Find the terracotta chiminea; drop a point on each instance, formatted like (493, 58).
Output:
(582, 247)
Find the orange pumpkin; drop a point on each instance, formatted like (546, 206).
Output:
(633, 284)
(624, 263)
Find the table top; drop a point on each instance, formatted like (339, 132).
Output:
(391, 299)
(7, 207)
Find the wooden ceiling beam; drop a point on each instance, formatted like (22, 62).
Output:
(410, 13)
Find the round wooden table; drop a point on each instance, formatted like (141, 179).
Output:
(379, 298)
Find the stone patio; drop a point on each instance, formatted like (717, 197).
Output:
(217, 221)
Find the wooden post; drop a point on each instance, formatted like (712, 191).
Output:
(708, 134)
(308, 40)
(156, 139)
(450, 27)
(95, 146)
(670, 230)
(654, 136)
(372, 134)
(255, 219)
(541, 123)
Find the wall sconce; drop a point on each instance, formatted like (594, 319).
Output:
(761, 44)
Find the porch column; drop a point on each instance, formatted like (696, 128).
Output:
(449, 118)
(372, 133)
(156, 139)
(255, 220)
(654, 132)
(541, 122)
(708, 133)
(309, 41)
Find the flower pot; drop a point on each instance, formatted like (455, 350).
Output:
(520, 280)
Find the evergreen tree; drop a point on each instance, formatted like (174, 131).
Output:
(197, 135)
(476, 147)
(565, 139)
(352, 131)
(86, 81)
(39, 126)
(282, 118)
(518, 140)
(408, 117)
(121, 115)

* **WHAT IS REQUIRED**: From the records above, copy every line that holds the word "wooden".

* **EXPECTED OUTPUT**:
Find the wooden ceiling beam; drop a point on each instance, formatted like (22, 62).
Find the round wooden table; drop a point on each instance, formatted like (141, 179).
Find the wooden post; drop a point on each instance, formatted like (712, 191).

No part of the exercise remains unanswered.